---------- Data records
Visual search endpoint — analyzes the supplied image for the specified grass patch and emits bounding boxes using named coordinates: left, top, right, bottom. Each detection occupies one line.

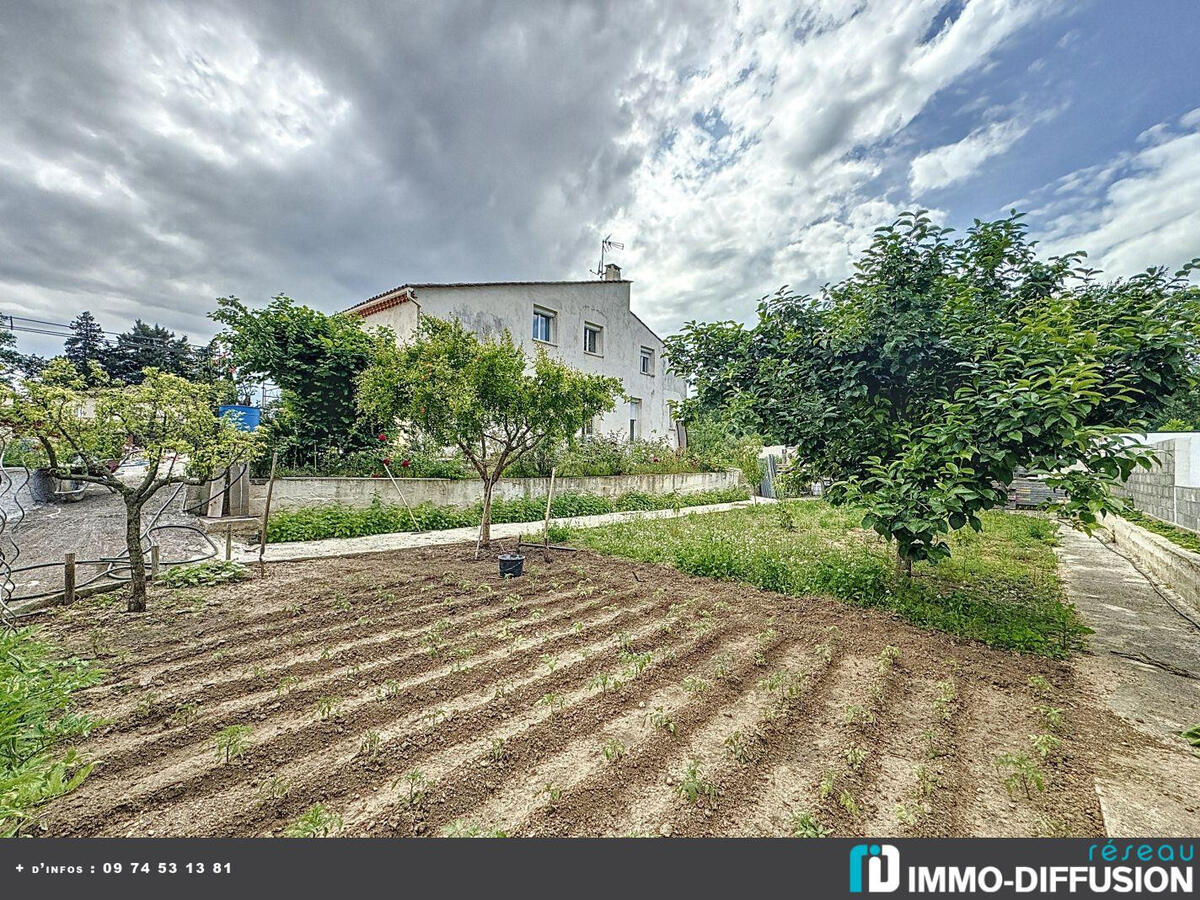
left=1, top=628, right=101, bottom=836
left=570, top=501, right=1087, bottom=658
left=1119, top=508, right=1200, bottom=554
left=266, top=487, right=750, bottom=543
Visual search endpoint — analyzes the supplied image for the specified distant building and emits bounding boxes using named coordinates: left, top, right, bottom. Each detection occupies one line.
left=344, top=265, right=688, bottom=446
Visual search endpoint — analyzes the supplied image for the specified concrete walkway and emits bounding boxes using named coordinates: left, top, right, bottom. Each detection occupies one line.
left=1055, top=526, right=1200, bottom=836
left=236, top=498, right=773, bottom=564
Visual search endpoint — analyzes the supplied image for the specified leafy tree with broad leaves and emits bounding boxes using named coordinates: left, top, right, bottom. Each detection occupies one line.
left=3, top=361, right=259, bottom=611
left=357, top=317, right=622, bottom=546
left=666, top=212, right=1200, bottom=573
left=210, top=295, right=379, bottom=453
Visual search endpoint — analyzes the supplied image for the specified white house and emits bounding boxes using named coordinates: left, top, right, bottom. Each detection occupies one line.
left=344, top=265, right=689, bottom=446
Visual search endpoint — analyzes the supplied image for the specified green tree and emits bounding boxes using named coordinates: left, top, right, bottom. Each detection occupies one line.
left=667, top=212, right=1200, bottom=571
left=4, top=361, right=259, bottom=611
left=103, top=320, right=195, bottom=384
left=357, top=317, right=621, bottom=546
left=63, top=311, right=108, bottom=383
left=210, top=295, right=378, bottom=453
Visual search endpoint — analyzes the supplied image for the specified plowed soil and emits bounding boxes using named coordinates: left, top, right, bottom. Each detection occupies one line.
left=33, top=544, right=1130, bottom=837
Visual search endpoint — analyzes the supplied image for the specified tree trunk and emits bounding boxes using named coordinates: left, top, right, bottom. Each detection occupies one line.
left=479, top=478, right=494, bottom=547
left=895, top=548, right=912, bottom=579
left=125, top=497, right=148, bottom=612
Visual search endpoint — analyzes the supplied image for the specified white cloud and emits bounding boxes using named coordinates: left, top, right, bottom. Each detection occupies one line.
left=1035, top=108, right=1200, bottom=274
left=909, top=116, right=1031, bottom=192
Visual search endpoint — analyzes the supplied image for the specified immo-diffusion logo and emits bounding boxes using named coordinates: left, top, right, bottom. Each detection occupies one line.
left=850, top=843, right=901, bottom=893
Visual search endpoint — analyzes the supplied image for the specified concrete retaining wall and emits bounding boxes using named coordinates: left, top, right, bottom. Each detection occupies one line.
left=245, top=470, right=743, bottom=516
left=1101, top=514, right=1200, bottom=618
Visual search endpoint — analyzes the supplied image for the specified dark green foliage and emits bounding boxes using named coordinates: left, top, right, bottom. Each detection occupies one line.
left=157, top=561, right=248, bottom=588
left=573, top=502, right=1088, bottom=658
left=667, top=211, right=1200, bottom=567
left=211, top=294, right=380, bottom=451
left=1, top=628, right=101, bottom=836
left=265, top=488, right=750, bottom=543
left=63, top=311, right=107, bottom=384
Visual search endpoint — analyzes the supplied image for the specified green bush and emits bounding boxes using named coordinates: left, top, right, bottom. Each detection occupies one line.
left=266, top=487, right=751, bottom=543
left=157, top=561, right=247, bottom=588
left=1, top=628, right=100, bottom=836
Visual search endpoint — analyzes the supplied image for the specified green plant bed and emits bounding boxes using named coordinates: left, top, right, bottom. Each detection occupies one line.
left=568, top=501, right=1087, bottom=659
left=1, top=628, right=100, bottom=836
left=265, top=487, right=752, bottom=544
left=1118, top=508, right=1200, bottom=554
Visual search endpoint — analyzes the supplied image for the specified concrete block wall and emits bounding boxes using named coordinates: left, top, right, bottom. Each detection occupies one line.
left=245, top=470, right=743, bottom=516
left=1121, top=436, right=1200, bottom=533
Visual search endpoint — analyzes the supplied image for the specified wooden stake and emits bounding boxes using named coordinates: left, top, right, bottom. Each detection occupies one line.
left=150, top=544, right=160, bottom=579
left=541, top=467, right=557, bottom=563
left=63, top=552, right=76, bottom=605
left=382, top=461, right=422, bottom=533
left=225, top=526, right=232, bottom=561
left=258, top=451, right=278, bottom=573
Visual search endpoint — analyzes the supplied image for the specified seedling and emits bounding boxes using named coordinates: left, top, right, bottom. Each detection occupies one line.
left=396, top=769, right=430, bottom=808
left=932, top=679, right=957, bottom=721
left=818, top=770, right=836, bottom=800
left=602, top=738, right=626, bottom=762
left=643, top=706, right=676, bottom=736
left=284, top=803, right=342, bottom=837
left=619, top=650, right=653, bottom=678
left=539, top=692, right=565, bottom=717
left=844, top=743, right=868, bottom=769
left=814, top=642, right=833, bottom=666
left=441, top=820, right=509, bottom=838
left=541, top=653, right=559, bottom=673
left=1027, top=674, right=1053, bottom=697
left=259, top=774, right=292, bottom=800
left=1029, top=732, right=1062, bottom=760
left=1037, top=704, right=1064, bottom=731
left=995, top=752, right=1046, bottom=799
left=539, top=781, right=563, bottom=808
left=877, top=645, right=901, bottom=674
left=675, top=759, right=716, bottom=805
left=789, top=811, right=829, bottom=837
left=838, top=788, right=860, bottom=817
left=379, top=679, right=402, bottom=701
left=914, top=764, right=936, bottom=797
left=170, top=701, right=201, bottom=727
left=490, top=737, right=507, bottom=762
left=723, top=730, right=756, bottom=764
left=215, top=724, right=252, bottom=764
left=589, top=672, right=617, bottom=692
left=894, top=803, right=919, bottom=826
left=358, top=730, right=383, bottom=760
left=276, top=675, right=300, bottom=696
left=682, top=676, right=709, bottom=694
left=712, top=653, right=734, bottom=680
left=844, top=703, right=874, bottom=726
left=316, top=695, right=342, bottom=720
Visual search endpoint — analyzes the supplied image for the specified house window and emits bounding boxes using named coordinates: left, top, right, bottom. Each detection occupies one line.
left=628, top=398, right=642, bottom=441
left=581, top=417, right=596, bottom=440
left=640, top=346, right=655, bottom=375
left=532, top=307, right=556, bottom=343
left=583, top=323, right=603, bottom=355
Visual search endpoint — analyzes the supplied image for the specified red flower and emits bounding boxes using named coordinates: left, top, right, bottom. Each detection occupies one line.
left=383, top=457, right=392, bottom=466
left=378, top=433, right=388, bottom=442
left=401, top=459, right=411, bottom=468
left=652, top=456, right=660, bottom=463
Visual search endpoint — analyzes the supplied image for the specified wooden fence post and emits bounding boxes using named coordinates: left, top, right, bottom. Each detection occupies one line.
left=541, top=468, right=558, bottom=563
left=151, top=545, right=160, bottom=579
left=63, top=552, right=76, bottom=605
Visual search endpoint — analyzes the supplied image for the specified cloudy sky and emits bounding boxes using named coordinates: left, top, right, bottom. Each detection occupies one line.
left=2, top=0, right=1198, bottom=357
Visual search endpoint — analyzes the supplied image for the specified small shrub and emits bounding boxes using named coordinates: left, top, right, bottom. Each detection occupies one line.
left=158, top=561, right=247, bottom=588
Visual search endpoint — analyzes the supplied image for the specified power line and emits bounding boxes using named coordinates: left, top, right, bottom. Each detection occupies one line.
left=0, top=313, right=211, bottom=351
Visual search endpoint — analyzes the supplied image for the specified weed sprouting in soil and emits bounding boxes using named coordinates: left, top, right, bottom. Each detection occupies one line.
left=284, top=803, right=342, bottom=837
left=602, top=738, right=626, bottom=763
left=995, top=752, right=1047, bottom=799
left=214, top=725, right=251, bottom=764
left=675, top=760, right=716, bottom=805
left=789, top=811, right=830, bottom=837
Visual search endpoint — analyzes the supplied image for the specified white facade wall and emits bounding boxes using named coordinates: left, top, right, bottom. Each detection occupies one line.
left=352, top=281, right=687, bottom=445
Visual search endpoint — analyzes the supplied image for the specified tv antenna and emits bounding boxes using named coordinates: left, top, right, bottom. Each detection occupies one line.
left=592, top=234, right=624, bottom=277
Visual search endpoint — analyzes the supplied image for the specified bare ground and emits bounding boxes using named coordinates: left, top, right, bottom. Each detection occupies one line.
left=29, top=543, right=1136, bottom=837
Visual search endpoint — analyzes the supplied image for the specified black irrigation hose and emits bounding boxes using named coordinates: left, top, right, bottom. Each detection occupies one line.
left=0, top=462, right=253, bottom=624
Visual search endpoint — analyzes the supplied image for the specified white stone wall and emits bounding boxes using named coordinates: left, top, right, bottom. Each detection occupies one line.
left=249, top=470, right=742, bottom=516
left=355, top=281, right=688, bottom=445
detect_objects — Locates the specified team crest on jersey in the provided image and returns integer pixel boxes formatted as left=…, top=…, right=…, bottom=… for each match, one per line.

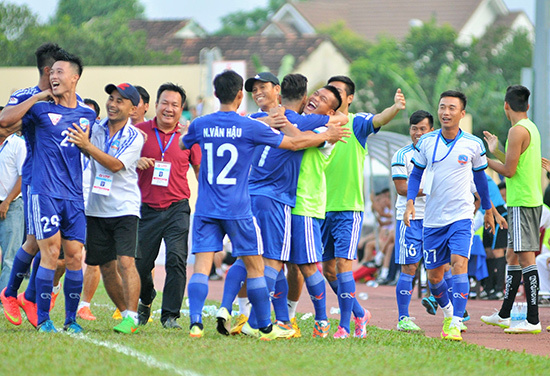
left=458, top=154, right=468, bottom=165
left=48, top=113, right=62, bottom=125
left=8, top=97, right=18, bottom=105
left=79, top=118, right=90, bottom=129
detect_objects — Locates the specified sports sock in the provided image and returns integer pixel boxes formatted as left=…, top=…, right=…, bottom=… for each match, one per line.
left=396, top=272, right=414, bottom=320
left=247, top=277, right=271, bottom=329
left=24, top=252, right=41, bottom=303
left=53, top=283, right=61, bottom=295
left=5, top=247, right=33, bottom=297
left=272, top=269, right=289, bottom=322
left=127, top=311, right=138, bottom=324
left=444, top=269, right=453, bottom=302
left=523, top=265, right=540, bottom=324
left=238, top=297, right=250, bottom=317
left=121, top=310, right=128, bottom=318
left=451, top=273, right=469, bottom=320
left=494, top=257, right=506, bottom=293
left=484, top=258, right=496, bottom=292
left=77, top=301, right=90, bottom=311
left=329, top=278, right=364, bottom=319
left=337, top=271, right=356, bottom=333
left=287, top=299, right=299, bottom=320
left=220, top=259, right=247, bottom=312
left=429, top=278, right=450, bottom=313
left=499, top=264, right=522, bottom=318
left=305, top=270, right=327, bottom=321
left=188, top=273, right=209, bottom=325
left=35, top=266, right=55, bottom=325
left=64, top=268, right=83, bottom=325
--------------------
Assigned task
Set down exactly, line for line, the data from the line that contains "specified white stone" through its last line, keeping pictures out.

Solution
Visual search endpoint — analyzes the supplied image for the specified white stone wall and emits bounding boxes using named coordinates: left, top, right, bottom. Each detection occupies one line.
left=249, top=470, right=742, bottom=516
left=355, top=281, right=688, bottom=445
detect_objects — Locates the specified team crest on jersey in the provided image and returns integer pixel boxes formatted as left=…, top=…, right=…, bottom=… for each match, one per line.

left=458, top=154, right=468, bottom=165
left=48, top=113, right=62, bottom=125
left=8, top=97, right=18, bottom=105
left=79, top=118, right=90, bottom=129
detect_objects — Locates the specified sports sock in the provided image and returns integer pixel boxes formatted as left=…, top=…, right=…, bottom=… for each match, one per line.
left=396, top=272, right=414, bottom=320
left=247, top=277, right=271, bottom=329
left=24, top=252, right=41, bottom=303
left=53, top=283, right=61, bottom=295
left=5, top=247, right=33, bottom=297
left=272, top=269, right=289, bottom=322
left=127, top=311, right=138, bottom=324
left=444, top=269, right=453, bottom=302
left=523, top=265, right=540, bottom=324
left=238, top=297, right=250, bottom=317
left=121, top=310, right=128, bottom=318
left=451, top=273, right=469, bottom=320
left=494, top=257, right=506, bottom=293
left=484, top=258, right=496, bottom=292
left=77, top=301, right=90, bottom=311
left=329, top=278, right=364, bottom=319
left=337, top=271, right=356, bottom=333
left=287, top=299, right=299, bottom=320
left=220, top=259, right=247, bottom=312
left=429, top=278, right=450, bottom=313
left=499, top=264, right=522, bottom=318
left=305, top=270, right=327, bottom=321
left=188, top=273, right=209, bottom=325
left=35, top=266, right=55, bottom=325
left=64, top=268, right=83, bottom=325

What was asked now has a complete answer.